'''
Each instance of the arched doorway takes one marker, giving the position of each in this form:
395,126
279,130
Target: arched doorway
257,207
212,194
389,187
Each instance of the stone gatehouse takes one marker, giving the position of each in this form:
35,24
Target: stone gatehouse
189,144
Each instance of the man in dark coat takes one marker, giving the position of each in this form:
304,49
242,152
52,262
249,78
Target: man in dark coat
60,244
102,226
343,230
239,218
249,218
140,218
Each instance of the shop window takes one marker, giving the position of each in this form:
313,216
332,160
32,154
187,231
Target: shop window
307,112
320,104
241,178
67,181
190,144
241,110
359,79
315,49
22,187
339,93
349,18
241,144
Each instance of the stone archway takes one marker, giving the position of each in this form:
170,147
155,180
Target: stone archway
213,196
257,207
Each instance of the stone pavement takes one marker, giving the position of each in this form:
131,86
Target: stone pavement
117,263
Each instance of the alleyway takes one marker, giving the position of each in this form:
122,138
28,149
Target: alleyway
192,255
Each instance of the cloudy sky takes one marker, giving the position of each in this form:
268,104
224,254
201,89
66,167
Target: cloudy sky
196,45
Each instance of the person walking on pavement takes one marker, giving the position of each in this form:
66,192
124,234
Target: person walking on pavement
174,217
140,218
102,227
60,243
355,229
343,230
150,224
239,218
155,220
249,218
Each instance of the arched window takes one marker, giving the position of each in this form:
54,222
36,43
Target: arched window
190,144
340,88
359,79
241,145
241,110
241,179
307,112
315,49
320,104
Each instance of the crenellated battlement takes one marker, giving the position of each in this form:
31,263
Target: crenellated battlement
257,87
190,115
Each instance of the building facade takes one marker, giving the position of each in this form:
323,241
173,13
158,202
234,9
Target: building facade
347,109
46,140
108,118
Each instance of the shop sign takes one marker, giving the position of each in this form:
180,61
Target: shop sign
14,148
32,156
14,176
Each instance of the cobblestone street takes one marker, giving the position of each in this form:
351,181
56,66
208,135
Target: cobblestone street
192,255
'''
'''
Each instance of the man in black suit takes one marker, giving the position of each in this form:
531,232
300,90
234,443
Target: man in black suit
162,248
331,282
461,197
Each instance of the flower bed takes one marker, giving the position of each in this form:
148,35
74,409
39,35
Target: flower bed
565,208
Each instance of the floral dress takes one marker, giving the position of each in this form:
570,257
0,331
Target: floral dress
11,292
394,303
'''
'''
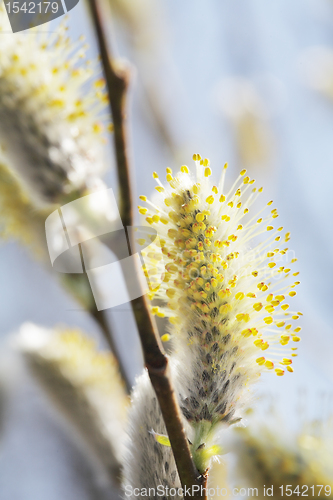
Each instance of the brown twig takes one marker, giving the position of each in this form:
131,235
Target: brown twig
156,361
'''
> [What to do]
Of the lines above, output exactly those from the line bearing "Each instance of the arched doorway" through the line bearing "Each instance of the building", inclusive.

> [Written reply]
Each instance of the arched doorway takes one marker, giving the position of each in this form:
395,126
279,130
Target: arched doorway
257,207
212,194
389,187
Each instance of the stone gatehouse takes one marker, giving the position of each in this form:
35,24
Target: stone gatehouse
189,144
Each instance of the man in dark coat takes one marker, giving the position of each in this form:
304,49
242,152
52,262
249,78
Target: man in dark coat
60,244
102,226
343,230
239,218
249,218
140,218
Each instance of the shop window takes one marker, giving the position of each in this form:
313,216
332,160
32,154
187,231
Target: shop window
307,112
320,104
241,178
67,181
190,144
241,110
359,79
315,49
22,187
339,93
349,18
241,144
Each instance of the stone archway takes one marker, giving the position of each in this form:
170,147
155,180
Target: stone archway
213,196
257,207
Each instance of the stone pavement takes one marker, giving the position of each in this form:
131,86
Target: stone pavement
117,263
Each instance of the alleyway takes one marker, giving the position of each in this form:
122,138
28,149
Target: alleyway
192,255
Each instance of the cloudy sky takes one marker, giving the position of each in this form:
268,104
224,254
201,89
66,167
Target: cloudy sky
196,45
Each instance of the person walking on pavement takes one marker, giving the position of each in this form:
66,192
124,234
Target: person walking on pavement
174,217
140,218
102,227
60,243
355,229
343,230
150,224
239,218
155,220
249,218
Each instance of the arched window takes one marker, giving the position of each in this form:
54,222
36,43
Target: arched window
190,144
340,88
359,79
241,145
241,110
241,179
307,112
315,49
320,104
Each instance of the crenellated battlement takes one marker, giving the position of each in this form:
31,263
Target: crenellated battlement
257,87
190,115
Each instance of the building facade takes one marker, giving the position of each in this form:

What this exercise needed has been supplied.